-- BEGIN --

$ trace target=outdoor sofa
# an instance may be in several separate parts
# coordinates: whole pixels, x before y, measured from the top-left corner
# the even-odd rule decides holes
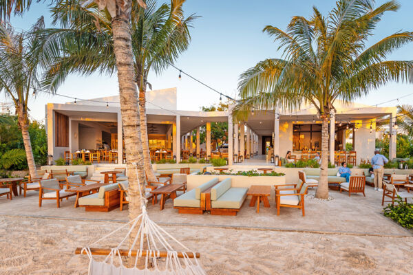
[[[109,212],[119,207],[120,192],[116,184],[99,188],[99,192],[79,198],[79,206],[86,211]]]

-- END --

Reproduce the material above line for line, leaving out the picture.

OUTPUT BELOW:
$ trace target=outdoor sofa
# an instance may be in several separate parts
# coordinates: whole pixels, x before y, measured from the top-left corner
# the even-odd rule decides holes
[[[109,212],[119,207],[120,192],[116,184],[99,188],[99,192],[79,198],[79,206],[86,211]]]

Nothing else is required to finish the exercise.